INSTRUCTIONS TO FOLLOW: Give the entries again in full. Nothing may be altered.

Natural language region descriptions
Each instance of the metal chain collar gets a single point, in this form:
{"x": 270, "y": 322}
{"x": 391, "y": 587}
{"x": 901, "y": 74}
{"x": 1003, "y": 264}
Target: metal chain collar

EXERCISE OUTPUT:
Each instance of the metal chain collar gets a single point, in this form:
{"x": 270, "y": 322}
{"x": 391, "y": 587}
{"x": 901, "y": 74}
{"x": 1003, "y": 264}
Target: metal chain collar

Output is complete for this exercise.